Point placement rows
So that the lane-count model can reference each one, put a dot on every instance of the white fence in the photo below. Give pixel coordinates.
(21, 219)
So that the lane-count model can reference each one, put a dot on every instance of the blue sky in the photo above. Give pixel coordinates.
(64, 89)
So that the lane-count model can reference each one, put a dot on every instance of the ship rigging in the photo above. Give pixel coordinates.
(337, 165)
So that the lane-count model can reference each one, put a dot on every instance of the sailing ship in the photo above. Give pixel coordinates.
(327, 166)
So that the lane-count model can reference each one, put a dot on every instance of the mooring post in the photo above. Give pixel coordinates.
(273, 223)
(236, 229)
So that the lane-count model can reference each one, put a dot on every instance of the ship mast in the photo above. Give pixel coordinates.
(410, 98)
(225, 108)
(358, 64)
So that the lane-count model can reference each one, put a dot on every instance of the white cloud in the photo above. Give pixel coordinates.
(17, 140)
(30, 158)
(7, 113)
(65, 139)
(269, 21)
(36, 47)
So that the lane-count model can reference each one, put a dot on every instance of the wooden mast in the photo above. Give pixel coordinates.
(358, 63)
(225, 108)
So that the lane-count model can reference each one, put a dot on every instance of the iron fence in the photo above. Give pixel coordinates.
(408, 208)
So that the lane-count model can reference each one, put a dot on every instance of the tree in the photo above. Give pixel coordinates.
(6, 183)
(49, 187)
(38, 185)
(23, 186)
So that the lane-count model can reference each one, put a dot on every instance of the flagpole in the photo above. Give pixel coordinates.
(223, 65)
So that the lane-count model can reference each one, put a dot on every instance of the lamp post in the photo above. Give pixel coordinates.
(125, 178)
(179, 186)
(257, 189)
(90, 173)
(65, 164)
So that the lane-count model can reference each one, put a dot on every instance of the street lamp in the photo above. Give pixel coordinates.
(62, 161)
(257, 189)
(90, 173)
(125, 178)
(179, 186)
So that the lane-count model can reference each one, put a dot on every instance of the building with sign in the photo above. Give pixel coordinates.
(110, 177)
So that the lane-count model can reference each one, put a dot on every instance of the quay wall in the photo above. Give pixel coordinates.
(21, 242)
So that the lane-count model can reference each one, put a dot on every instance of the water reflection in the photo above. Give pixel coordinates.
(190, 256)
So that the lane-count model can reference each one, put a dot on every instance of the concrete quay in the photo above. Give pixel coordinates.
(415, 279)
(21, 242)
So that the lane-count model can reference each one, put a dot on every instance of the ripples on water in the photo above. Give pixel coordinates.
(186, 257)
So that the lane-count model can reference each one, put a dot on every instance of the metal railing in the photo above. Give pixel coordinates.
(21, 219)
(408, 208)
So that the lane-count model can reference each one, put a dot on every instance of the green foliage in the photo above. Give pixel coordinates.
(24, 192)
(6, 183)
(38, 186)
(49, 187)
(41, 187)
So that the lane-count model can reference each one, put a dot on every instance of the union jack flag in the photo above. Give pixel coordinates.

**SHORT PROBLEM:**
Reproduce the rows from the line with "wall in the photo above. Give pixel coordinates." through the end of the rows, both inclusive, with the requests kept as they are and every coordinate value in the answers offset by 52.

**EXERCISE RESULT:**
So that the lane-count model can reference each one, put a dot on every instance of the quay wall in the photo above. Give pixel coordinates.
(73, 294)
So that the lane-count model can reference each one, put a dot on every instance of the water reflection in the photo above. Give pixel coordinates.
(242, 308)
So that the lane-count model can reference each one, put a dot on every instance of the concrete quay in the photo above. Give pixel coordinates.
(467, 331)
(73, 294)
So that the lane-count model can reference each one, put a dot on every instance of the ripples on water in the photo above. Give pixel coordinates.
(238, 309)
So that the lane-count model can reference each one, put a dot on every instance of the metal railing in the photo above. Give pixel coordinates.
(73, 271)
(460, 260)
So that the lane-count model can reference each one, put a dot on every instance of the green foliage in the photo above. Give pixel coordinates.
(76, 244)
(58, 235)
(90, 238)
(101, 239)
(93, 239)
So that the lane-count model can reference each one, put a dot on every instance of the union jack flag in the photo above. Give pixel coordinates.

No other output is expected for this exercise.